- **Given task**:
Copy every line of the entries below, swapping "instance" for "occurrence" wherever it occurs and leaving everything else unchanged. Leave the pictures out of your copy.

[start of Given data]

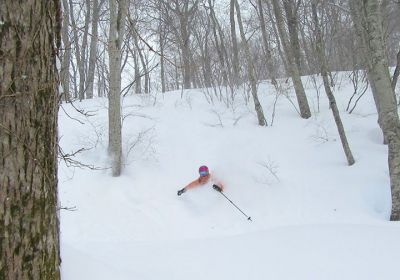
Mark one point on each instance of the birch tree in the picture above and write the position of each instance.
(291, 62)
(250, 70)
(367, 19)
(118, 11)
(93, 47)
(324, 73)
(29, 98)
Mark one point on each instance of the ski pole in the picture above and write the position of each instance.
(248, 217)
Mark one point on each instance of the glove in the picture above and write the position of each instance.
(181, 191)
(217, 188)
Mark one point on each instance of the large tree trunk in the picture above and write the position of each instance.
(93, 47)
(369, 24)
(235, 60)
(396, 72)
(219, 45)
(250, 71)
(269, 61)
(291, 7)
(291, 65)
(66, 58)
(325, 78)
(29, 99)
(117, 29)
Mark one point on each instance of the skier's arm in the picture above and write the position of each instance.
(191, 185)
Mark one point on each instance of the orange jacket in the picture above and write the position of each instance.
(204, 180)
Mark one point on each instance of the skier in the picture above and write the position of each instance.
(205, 177)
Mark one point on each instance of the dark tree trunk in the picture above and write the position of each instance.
(29, 98)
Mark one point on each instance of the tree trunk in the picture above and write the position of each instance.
(93, 47)
(292, 66)
(325, 78)
(270, 64)
(369, 24)
(235, 60)
(250, 71)
(117, 30)
(29, 99)
(66, 58)
(219, 45)
(292, 23)
(396, 72)
(162, 67)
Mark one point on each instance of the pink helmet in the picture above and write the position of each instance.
(203, 171)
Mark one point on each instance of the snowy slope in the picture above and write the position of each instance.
(314, 217)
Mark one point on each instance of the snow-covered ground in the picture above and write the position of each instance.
(314, 217)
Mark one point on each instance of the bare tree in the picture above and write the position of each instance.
(250, 70)
(367, 19)
(29, 99)
(118, 12)
(324, 72)
(66, 58)
(235, 49)
(93, 47)
(291, 65)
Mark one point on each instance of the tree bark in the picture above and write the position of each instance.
(66, 58)
(325, 78)
(292, 66)
(250, 71)
(235, 60)
(396, 72)
(116, 35)
(93, 48)
(29, 99)
(369, 23)
(270, 64)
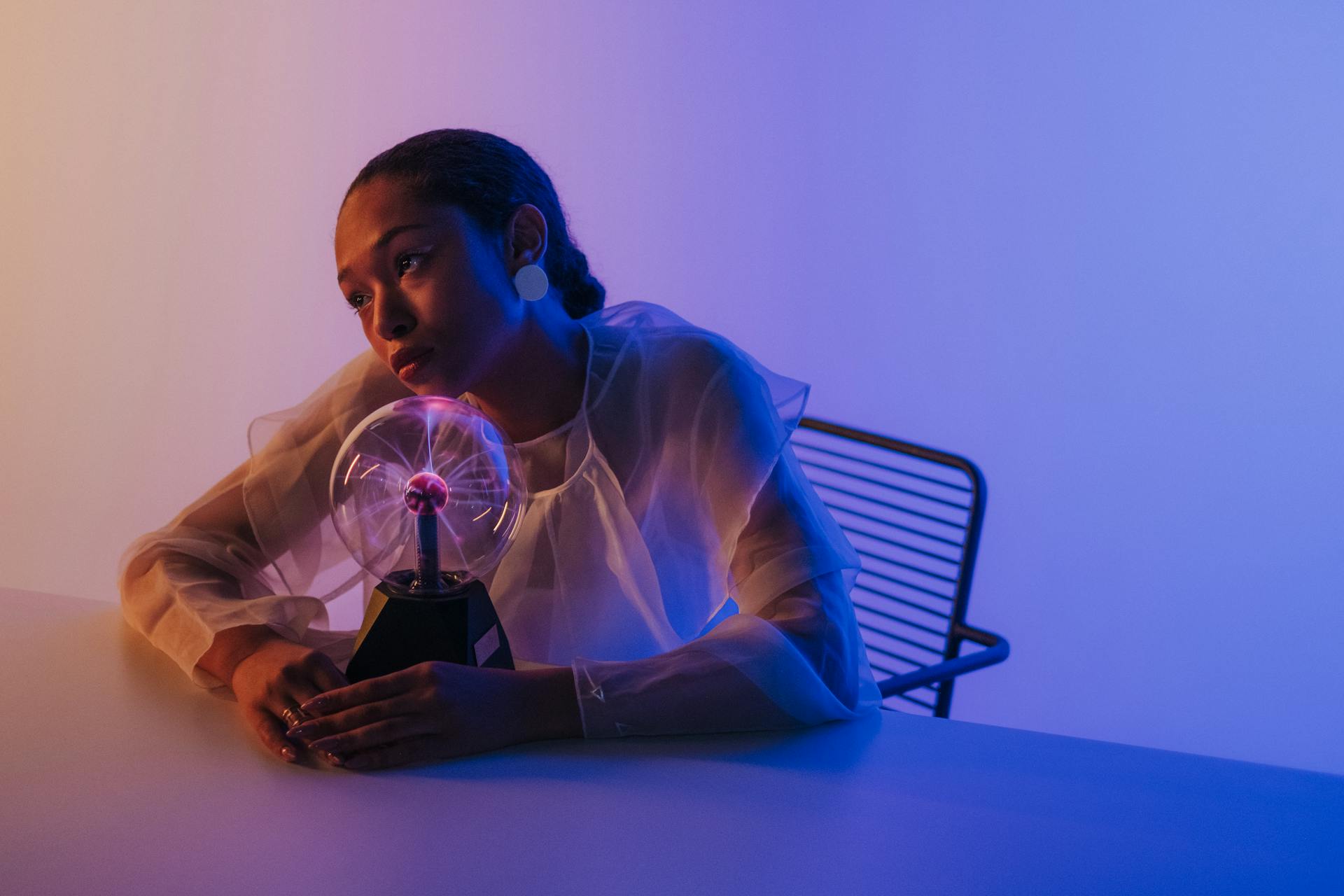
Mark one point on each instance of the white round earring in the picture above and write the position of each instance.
(531, 282)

[end of Given data]

- **Written answer**:
Mark one point on each occurrence of the birch tree in the picture above and write the position of each occurrence.
(291, 62)
(250, 70)
(367, 19)
(118, 11)
(93, 47)
(324, 73)
(29, 98)
Mark one point on each occurrence of the ski pole in the picture above and write the position of each occurrence.
(248, 217)
Mark one point on each occurrence of the glove in the picture above and write the position of each occurrence.
(181, 191)
(217, 188)
Mark one point on each occurrence of the large tree trunk in the picture above and write the position of each occurrence.
(93, 47)
(369, 24)
(235, 60)
(396, 72)
(219, 45)
(250, 71)
(269, 61)
(291, 7)
(291, 65)
(66, 58)
(325, 78)
(29, 99)
(117, 29)
Mark one point on each occurrence of the skier's arm in the picture above and write the position of each occurrence.
(191, 185)
Mark one point on each occurrence of the orange jacket in the picture above and write the position of each occurrence.
(204, 180)
Mark one point on each occurrence of the skier in the picture above and write the position of each occurrence.
(205, 177)
Mark one point on each occurrence of the dark tree trunk in the picture above and write the position of each occurrence.
(29, 98)
Mark one point on each occurrence of the tree trunk in the picture above and write the position of each occurrence.
(93, 47)
(292, 66)
(325, 78)
(270, 64)
(369, 24)
(235, 60)
(250, 71)
(117, 30)
(29, 99)
(66, 58)
(219, 45)
(292, 23)
(396, 72)
(162, 67)
Mark one point on each occurrence of the pink helmet in the picture above and write the position of each occurrence.
(203, 171)
Mark one point on each occurrence of the snowy slope in the picture above and write the position of each occurrence.
(314, 217)
Mark one point on each occurrence of the snow-covered ground in the picture above and write the position of each occurrence.
(314, 217)
Mark one point on each occurrence of the bare tree in the picture above and write the position of each occurrence.
(250, 70)
(367, 19)
(29, 99)
(118, 12)
(324, 72)
(66, 58)
(235, 49)
(93, 47)
(291, 65)
Mark one point on each occurrence of the tree bark in the picture above and write the position of each occurrence.
(66, 58)
(325, 78)
(292, 66)
(250, 71)
(235, 60)
(396, 72)
(116, 35)
(93, 48)
(29, 99)
(369, 23)
(270, 64)
Mark one point on each occurrence of the white round earring in the picture above and write the position of each occurrence.
(531, 282)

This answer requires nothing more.